VORLIEGENDER TEXT:
----------------

Moskau gab sich zurückhaltend, wollte erst mit den anderen Mitgliedsstaaten über eine militärische Intervention beraten. Humanitäre Hilfslieferungen sagten mehrere Länder zu. In den USA ist man über die Lage auf dem für die Versorgung der Afghanistantruppen wichtigen Militärstützpunkt bei Bischkek beunruhigt. Die USA und Russland wollen in engem Kontakt bleiben, um einen Flächenbrand in der Region zu verhindern. Der Kreml entsandte schon zu Beginn der Unruhen 150 Soldaten zur Sicherung seines Militärstützpunktes Kant nach Kirgisien. Das kleine zentralasiatische Land ist eine strategisch wichtige Region, in der sowohl die USA Russland als auch China um Einfluss ringen. Hinzu kommt ein erstarkter Islam, der in Zentralasien weiter an Bedeutung gewinnt.

Kirgisien ist ein armes Land, in dem neben der kirgisischen Mehrheit große usbekische und russische Volksgruppen leben. Auch Uiguren, chinesische Muslime, Ukrainer und andere Minderheiten bevölkern die von Hochgebirgen und unzugänglichen Tälern geprägte Republik. Kirgisien hat kaum Bodenschätze, 40 Prozent der Bevölkerung leben unterhalb der Armutsgrenze und sind auf Transferleistungen ihrer meist in Russland als Gastarbeiter tätigen Verwandten angewiesen. Obwohl die Bevölkerung jung ist, 50 Prozent sind unter 24 Jahre alt, fehlt vielen eine Perspektive.

----------------

DATENSATZZEILEN:

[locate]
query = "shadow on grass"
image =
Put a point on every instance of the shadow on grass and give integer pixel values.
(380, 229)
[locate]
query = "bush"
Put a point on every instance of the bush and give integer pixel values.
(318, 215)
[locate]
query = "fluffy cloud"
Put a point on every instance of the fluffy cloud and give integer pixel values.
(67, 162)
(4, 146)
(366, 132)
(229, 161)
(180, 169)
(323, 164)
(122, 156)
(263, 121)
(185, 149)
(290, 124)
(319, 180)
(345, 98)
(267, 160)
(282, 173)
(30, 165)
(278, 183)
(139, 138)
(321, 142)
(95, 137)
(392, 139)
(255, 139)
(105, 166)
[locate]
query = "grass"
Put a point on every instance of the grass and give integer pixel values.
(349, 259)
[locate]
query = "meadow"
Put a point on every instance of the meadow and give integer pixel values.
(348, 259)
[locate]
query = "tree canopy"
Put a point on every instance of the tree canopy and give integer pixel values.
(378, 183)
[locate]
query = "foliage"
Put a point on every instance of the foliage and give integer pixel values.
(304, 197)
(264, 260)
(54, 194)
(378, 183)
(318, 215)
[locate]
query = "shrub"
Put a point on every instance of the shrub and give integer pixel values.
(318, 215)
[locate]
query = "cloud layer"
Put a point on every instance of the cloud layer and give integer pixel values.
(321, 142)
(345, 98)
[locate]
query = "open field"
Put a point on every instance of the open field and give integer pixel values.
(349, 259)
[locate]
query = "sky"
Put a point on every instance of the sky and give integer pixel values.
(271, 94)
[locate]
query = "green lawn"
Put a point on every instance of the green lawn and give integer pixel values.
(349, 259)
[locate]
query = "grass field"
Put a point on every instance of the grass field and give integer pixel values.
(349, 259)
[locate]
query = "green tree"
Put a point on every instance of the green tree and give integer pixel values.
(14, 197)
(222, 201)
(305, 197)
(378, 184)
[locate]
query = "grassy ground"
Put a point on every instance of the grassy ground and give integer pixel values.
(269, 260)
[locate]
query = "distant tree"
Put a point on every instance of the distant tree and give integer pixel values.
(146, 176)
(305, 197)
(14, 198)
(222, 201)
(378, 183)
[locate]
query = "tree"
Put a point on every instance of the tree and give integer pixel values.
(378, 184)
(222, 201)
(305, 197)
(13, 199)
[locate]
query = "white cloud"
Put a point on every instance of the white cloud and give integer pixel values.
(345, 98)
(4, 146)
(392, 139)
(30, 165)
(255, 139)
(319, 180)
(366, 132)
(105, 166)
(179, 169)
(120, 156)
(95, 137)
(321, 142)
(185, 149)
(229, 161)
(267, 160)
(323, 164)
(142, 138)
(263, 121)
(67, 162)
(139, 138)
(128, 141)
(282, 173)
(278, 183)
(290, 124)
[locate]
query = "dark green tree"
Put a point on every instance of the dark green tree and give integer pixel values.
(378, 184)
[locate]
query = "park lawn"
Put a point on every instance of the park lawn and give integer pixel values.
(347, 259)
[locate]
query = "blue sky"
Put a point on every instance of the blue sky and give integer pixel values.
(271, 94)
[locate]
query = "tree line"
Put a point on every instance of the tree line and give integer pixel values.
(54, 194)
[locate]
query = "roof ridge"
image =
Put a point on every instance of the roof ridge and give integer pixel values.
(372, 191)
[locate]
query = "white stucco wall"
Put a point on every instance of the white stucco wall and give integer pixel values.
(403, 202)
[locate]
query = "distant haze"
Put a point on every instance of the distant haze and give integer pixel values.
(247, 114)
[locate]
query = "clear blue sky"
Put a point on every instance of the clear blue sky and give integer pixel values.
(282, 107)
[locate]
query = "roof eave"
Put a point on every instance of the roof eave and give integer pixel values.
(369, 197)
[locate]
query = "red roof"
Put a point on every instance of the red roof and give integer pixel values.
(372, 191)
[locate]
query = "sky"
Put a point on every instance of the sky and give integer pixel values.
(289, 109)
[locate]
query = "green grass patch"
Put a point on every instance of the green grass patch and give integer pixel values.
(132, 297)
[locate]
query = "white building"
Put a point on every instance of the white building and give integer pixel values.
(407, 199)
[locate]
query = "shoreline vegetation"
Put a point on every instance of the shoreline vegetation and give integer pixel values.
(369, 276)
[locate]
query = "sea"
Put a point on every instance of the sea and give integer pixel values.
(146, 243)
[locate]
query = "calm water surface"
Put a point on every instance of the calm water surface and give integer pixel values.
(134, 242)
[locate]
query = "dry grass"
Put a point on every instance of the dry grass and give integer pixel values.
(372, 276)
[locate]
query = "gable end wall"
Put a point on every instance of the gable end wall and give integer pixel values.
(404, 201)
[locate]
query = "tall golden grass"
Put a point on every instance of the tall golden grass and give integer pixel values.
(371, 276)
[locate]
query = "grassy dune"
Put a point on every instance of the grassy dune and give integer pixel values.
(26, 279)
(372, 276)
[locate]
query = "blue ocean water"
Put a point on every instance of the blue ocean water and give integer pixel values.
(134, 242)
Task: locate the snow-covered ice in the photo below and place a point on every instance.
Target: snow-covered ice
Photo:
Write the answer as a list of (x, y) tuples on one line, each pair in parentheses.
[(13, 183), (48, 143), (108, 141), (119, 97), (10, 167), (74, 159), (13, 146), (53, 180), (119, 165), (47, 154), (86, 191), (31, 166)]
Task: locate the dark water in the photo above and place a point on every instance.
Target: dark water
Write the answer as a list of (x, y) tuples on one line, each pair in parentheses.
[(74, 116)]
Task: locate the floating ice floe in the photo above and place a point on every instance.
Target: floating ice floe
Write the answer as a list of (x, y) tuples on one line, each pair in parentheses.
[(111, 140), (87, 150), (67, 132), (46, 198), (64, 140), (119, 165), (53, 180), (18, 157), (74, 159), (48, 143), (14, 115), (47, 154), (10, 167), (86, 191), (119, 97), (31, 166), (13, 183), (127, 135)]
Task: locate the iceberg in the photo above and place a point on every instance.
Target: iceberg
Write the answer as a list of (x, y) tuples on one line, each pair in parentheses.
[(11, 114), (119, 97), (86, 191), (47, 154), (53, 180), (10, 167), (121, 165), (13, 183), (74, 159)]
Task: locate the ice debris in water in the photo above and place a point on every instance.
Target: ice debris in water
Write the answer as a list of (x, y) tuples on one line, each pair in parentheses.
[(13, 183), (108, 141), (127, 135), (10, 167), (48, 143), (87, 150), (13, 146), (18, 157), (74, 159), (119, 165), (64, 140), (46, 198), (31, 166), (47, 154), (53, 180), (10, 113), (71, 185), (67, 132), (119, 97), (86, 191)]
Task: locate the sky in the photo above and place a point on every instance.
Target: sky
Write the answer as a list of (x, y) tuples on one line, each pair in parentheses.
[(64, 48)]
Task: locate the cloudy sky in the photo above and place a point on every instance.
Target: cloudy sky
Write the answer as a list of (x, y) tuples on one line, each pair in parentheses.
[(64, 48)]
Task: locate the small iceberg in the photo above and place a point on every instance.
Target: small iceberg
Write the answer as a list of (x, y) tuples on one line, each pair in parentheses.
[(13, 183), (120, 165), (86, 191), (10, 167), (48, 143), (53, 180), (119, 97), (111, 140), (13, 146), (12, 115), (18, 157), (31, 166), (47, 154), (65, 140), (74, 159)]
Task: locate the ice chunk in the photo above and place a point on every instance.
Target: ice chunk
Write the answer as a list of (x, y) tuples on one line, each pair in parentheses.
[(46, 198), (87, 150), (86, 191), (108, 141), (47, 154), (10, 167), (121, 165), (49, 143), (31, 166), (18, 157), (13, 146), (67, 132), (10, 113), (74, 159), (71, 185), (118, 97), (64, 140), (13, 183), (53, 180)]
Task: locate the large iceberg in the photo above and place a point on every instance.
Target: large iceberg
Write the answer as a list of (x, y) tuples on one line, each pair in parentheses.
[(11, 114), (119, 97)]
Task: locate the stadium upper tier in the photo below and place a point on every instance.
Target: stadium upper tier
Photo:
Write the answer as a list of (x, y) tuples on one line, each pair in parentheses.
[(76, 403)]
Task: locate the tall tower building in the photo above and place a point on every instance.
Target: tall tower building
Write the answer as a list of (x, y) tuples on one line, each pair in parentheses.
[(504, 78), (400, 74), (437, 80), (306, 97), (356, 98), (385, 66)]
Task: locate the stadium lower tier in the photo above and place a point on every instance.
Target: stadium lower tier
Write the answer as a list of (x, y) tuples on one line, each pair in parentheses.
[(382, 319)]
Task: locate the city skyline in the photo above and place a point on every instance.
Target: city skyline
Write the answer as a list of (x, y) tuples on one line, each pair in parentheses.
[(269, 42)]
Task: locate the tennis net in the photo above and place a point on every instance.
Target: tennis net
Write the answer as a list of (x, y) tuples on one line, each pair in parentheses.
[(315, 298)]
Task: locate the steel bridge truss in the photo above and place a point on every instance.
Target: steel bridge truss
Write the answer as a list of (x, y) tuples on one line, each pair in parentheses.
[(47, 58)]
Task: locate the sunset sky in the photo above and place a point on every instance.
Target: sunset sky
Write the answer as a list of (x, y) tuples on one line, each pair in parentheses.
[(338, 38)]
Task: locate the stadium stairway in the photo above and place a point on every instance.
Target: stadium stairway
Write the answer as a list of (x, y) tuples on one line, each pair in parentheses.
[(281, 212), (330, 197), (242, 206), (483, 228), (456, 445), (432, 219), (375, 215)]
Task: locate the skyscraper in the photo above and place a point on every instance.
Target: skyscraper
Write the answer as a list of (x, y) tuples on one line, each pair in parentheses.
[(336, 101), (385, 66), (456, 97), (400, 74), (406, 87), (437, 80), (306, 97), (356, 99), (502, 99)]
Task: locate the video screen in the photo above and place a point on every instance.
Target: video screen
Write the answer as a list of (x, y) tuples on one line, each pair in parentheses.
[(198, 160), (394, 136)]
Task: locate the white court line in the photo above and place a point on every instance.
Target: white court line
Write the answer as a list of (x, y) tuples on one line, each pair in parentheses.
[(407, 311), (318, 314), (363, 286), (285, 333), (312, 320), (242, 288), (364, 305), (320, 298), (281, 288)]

----------------

ARBEITSANWEISUNGEN:
**1)** Beantworte diese Fragen zum Text über Kirgisien:
(a) Wie viele Soldaten entsandte der Kreml zu Beginn der Unruhen nach Kirgisien, und wozu?
(b) Wie viel Prozent der Bevölkerung leben unterhalb der Armutsgrenze?
(c) Wie viel Prozent der Bevölkerung sind unter 24 Jahre alt?
**2)** Gib aus dem Text über Kirgisien die Stelle zwischen "Moskau gab sich" und "an Bedeutung gewinnt." einschließlich dieser beiden Stellen wortgetreu wieder.
Die Einträge sind eigenständiges Material und gehören nicht zum Text über Kirgisien.

ANTWORTEN JE AUFGABE:
**1)**
(a) 150 Soldaten, zur Sicherung des Militärstützpunktes Kant.
(b) 40 Prozent.
(c) 50 Prozent.

**2)**
Moskau gab sich zurückhaltend, wollte erst mit den anderen Mitgliedsstaaten über eine militärische Intervention beraten. Humanitäre Hilfslieferungen sagten mehrere Länder zu. In den USA ist man über die Lage auf dem für die Versorgung der Afghanistantruppen wichtigen Militärstützpunkt bei Bischkek beunruhigt. Die USA und Russland wollen in engem Kontakt bleiben, um einen Flächenbrand in der Region zu verhindern. Der Kreml entsandte schon zu Beginn der Unruhen 150 Soldaten zur Sicherung seines Militärstützpunktes Kant nach Kirgisien. Das kleine zentralasiatische Land ist eine strategisch wichtige Region, in der sowohl die USA Russland als auch China um Einfluss ringen. Hinzu kommt ein erstarkter Islam, der in Zentralasien weiter an Bedeutung gewinnt.